>>>>

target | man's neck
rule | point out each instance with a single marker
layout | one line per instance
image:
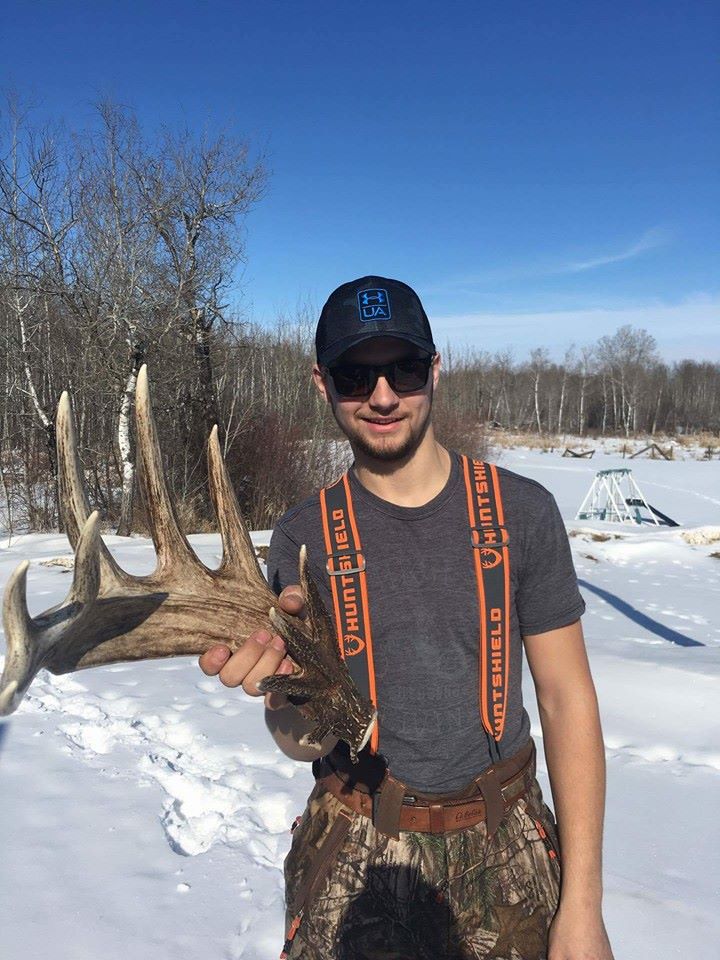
(411, 482)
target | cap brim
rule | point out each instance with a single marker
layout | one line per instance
(332, 353)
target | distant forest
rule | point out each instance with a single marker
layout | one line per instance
(116, 250)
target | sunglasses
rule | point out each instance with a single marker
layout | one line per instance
(358, 380)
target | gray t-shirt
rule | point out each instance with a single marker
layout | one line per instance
(424, 615)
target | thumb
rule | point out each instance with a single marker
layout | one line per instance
(291, 600)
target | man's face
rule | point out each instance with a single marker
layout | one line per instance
(386, 425)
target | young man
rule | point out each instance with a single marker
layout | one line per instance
(438, 843)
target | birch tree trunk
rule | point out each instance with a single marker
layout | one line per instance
(126, 461)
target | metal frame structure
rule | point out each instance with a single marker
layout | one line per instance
(607, 500)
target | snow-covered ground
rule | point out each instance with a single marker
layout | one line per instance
(146, 813)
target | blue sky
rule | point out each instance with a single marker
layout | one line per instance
(539, 172)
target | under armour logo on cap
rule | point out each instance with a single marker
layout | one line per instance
(374, 305)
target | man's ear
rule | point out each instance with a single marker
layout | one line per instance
(319, 381)
(435, 369)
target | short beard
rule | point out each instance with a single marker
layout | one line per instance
(388, 454)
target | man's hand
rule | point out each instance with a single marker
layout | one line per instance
(578, 934)
(262, 655)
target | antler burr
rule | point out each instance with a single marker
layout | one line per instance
(183, 607)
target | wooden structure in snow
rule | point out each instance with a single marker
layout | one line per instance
(585, 454)
(654, 451)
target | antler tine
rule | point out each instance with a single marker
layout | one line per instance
(73, 498)
(238, 552)
(75, 506)
(19, 637)
(32, 644)
(172, 548)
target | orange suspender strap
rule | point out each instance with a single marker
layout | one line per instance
(346, 568)
(489, 539)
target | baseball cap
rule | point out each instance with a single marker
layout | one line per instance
(370, 307)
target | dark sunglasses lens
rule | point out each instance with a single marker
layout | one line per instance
(351, 381)
(409, 375)
(404, 376)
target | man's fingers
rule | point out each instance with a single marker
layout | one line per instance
(213, 660)
(266, 666)
(291, 600)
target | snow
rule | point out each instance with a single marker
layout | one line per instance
(146, 811)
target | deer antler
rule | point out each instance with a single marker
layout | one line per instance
(181, 608)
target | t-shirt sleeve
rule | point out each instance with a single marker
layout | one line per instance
(547, 596)
(282, 560)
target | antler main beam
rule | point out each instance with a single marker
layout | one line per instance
(183, 607)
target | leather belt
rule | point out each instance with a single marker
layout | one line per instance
(393, 807)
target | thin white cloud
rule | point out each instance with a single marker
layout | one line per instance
(690, 328)
(467, 285)
(651, 239)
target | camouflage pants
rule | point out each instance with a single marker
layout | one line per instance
(450, 896)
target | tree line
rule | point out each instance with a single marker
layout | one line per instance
(118, 249)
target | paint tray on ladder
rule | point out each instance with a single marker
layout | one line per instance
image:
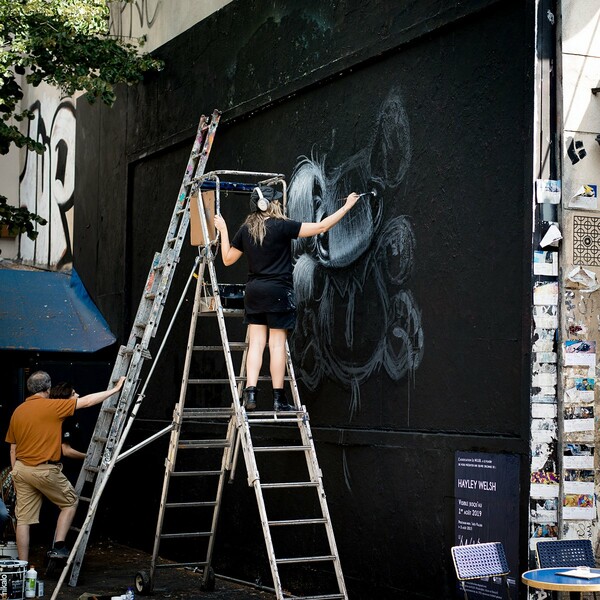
(232, 297)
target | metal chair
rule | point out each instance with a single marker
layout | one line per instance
(565, 553)
(478, 561)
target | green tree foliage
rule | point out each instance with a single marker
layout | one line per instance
(64, 43)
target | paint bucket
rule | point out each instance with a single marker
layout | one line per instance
(12, 579)
(8, 550)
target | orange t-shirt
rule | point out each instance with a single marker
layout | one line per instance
(36, 428)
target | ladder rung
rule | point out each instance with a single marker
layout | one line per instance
(185, 534)
(186, 444)
(281, 448)
(177, 565)
(228, 312)
(286, 522)
(291, 417)
(195, 473)
(303, 559)
(232, 346)
(207, 413)
(189, 504)
(323, 597)
(291, 484)
(222, 380)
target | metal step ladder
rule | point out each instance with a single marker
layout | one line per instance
(118, 412)
(230, 427)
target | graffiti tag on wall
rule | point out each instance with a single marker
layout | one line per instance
(355, 312)
(123, 16)
(47, 181)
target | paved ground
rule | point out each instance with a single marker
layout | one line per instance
(110, 568)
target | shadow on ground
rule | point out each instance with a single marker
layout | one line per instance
(110, 568)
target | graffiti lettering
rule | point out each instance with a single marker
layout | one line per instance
(47, 182)
(363, 252)
(122, 16)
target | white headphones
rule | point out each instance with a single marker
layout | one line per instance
(262, 203)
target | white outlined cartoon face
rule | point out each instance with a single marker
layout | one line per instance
(362, 265)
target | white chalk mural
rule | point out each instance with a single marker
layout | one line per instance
(355, 312)
(47, 181)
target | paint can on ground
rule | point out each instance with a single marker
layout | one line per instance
(12, 579)
(8, 550)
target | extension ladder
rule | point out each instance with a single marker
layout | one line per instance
(117, 412)
(230, 427)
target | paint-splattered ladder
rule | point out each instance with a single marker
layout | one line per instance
(229, 428)
(117, 413)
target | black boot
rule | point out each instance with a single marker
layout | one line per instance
(280, 402)
(249, 397)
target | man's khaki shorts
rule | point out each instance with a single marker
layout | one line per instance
(33, 483)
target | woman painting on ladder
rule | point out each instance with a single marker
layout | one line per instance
(270, 309)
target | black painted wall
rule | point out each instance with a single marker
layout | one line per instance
(430, 103)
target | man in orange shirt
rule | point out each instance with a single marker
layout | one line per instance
(34, 435)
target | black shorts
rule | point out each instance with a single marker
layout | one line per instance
(281, 320)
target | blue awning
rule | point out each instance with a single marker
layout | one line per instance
(49, 311)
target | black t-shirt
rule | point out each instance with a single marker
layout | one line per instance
(270, 286)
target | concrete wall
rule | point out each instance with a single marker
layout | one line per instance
(424, 348)
(45, 184)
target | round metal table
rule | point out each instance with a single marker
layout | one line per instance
(551, 579)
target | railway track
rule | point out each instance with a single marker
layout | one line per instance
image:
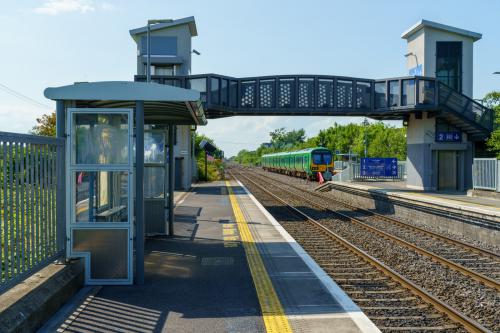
(480, 264)
(391, 300)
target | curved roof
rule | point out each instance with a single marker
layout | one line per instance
(438, 26)
(122, 91)
(162, 103)
(160, 26)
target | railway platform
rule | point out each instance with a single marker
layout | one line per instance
(458, 200)
(472, 218)
(230, 268)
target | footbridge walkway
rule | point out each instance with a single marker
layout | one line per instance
(321, 95)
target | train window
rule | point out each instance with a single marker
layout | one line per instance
(317, 158)
(327, 158)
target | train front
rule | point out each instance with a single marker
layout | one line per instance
(322, 162)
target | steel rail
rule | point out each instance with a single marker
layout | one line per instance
(456, 242)
(450, 264)
(468, 323)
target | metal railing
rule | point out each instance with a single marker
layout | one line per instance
(356, 173)
(323, 95)
(486, 174)
(31, 170)
(466, 107)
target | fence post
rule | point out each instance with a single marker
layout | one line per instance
(61, 178)
(498, 175)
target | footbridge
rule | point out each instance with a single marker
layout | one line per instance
(321, 95)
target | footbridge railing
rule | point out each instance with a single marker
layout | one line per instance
(31, 168)
(323, 95)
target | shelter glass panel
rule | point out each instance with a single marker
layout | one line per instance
(426, 92)
(325, 93)
(449, 64)
(154, 147)
(200, 85)
(393, 93)
(100, 196)
(172, 82)
(100, 139)
(233, 93)
(344, 94)
(108, 251)
(214, 90)
(224, 91)
(154, 182)
(363, 95)
(408, 92)
(380, 95)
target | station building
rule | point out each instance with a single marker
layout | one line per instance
(170, 55)
(435, 161)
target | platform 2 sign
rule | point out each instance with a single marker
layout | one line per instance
(448, 137)
(379, 167)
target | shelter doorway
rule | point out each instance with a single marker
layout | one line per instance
(99, 161)
(447, 170)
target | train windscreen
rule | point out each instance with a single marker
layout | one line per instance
(322, 158)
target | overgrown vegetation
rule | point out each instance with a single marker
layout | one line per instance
(215, 168)
(46, 125)
(381, 141)
(492, 100)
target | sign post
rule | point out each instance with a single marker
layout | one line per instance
(379, 167)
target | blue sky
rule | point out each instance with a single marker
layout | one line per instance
(56, 42)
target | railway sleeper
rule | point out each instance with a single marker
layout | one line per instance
(418, 329)
(391, 291)
(403, 299)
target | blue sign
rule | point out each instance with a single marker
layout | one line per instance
(449, 136)
(379, 167)
(416, 71)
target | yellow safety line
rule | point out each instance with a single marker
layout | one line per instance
(273, 314)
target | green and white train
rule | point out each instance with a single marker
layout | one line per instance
(305, 163)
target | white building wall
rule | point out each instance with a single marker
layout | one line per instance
(423, 45)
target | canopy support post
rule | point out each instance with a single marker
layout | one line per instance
(139, 191)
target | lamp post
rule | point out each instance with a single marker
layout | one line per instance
(148, 38)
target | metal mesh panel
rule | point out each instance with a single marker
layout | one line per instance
(248, 94)
(30, 186)
(266, 93)
(286, 92)
(344, 94)
(363, 95)
(306, 93)
(325, 93)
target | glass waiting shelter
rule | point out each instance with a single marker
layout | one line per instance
(119, 139)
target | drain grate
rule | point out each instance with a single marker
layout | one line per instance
(217, 261)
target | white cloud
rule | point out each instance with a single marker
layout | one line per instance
(19, 118)
(55, 7)
(235, 133)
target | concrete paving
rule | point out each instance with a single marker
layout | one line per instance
(454, 199)
(199, 280)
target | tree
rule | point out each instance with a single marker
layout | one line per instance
(280, 138)
(46, 125)
(492, 100)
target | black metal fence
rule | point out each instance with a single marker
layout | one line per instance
(31, 182)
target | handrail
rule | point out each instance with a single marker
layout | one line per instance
(328, 95)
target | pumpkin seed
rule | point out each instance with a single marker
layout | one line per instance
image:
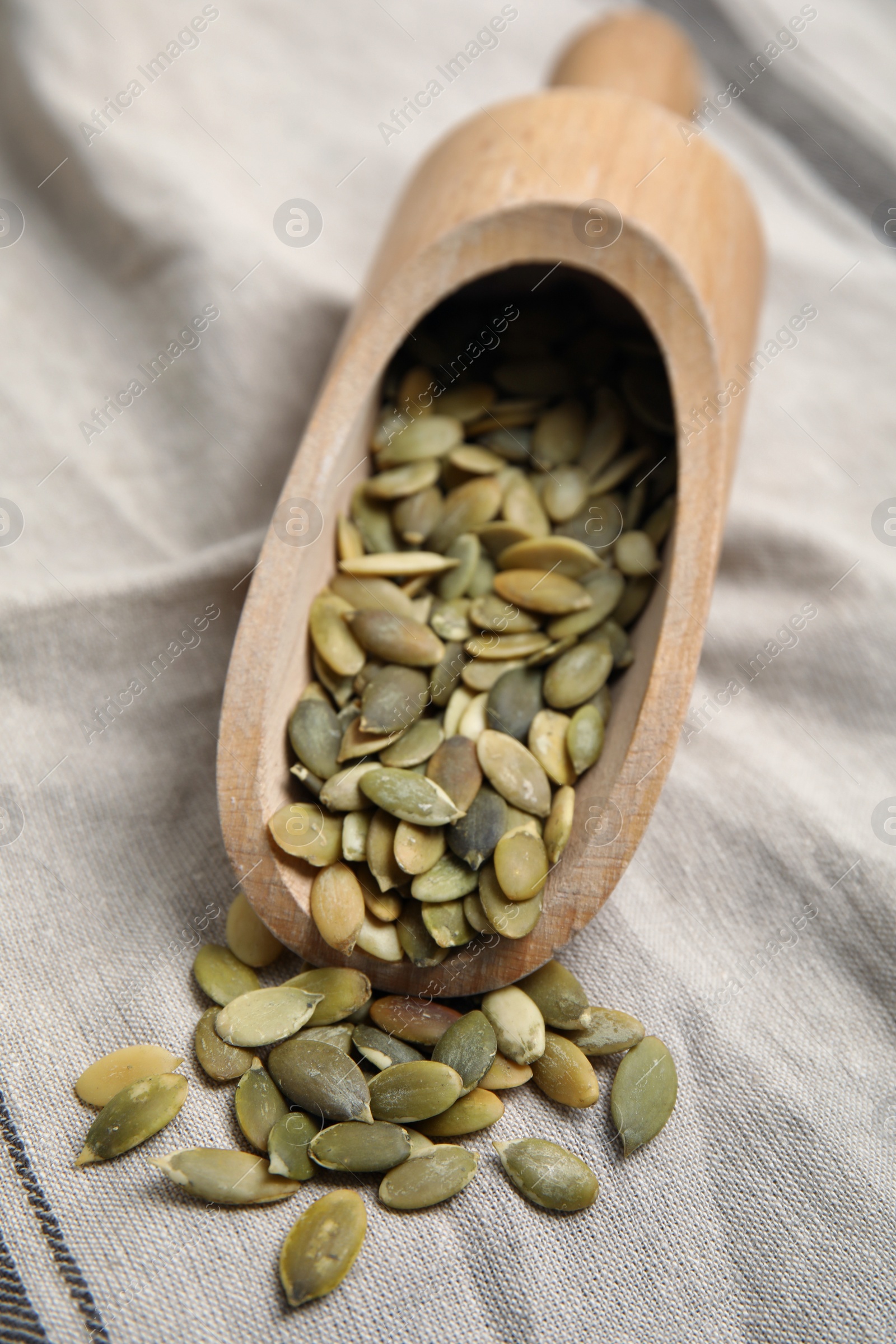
(448, 879)
(559, 995)
(248, 937)
(517, 1022)
(414, 1092)
(316, 736)
(514, 772)
(265, 1015)
(584, 740)
(514, 702)
(258, 1105)
(343, 992)
(548, 745)
(135, 1113)
(409, 796)
(221, 975)
(413, 1019)
(288, 1147)
(578, 674)
(218, 1060)
(324, 1244)
(520, 866)
(510, 918)
(504, 1074)
(548, 1175)
(469, 1047)
(608, 1033)
(108, 1076)
(305, 831)
(381, 1050)
(558, 828)
(320, 1080)
(644, 1093)
(338, 908)
(223, 1177)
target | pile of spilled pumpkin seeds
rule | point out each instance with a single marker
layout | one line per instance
(362, 1085)
(463, 652)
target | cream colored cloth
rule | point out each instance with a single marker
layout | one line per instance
(754, 931)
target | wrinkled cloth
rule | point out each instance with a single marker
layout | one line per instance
(754, 929)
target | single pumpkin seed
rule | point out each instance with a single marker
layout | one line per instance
(307, 831)
(413, 1019)
(514, 772)
(108, 1076)
(321, 1080)
(258, 1105)
(222, 1177)
(644, 1093)
(265, 1015)
(248, 937)
(608, 1033)
(469, 1047)
(342, 988)
(410, 797)
(510, 918)
(520, 866)
(288, 1147)
(135, 1113)
(338, 906)
(448, 879)
(217, 1058)
(382, 1050)
(361, 1148)
(419, 946)
(558, 828)
(548, 1175)
(578, 674)
(324, 1244)
(414, 1092)
(221, 975)
(548, 745)
(504, 1074)
(517, 1022)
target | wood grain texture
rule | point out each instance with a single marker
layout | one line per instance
(501, 192)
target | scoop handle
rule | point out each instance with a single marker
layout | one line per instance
(640, 53)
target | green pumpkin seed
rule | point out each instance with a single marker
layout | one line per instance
(288, 1147)
(469, 1047)
(265, 1015)
(413, 1019)
(320, 1080)
(517, 1022)
(258, 1105)
(343, 992)
(561, 998)
(644, 1093)
(585, 738)
(548, 1175)
(108, 1076)
(361, 1148)
(416, 939)
(221, 975)
(608, 1033)
(410, 797)
(223, 1177)
(448, 879)
(514, 772)
(135, 1114)
(578, 674)
(248, 937)
(218, 1060)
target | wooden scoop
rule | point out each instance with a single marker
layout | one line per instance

<<<<

Your task is to return, exactly and on their own, the lines from the one containing "target | cream colored cloth" through the last line of the listing.

target | cream colored cloth
rule | point out each instance with a single marker
layout | one line per instance
(754, 931)
target | wrinkled cloth
rule | point out each instance with a single marker
layout | one line per instance
(754, 929)
target | single pumpkin seed
rule | point out each instance with a single marker
layout | one line per instance
(307, 831)
(413, 1019)
(514, 772)
(108, 1076)
(321, 1080)
(258, 1105)
(222, 1177)
(644, 1093)
(265, 1015)
(248, 937)
(608, 1033)
(469, 1047)
(342, 988)
(410, 797)
(510, 918)
(520, 866)
(288, 1147)
(135, 1113)
(338, 906)
(448, 879)
(217, 1058)
(382, 1050)
(361, 1148)
(419, 946)
(558, 828)
(548, 1175)
(578, 674)
(324, 1244)
(414, 1092)
(221, 975)
(548, 745)
(504, 1074)
(517, 1022)
target | wood grain texture
rule | point out each instance with a single marker
layout | one line per instance
(501, 192)
target | scoop handle
rule | point out each instance with a single marker
layout | one line per instance
(640, 53)
target | green pumpkin seed
rule | point out each instance with a single marker
layout | one line per instance
(288, 1147)
(469, 1047)
(265, 1015)
(413, 1019)
(320, 1080)
(517, 1022)
(258, 1105)
(343, 992)
(561, 998)
(644, 1093)
(585, 738)
(548, 1175)
(108, 1076)
(361, 1148)
(416, 939)
(221, 975)
(608, 1033)
(410, 797)
(223, 1177)
(448, 879)
(514, 772)
(135, 1114)
(578, 674)
(248, 937)
(218, 1060)
target | wooden scoop
rule | point out each instance with a single marker
layout | one line per instance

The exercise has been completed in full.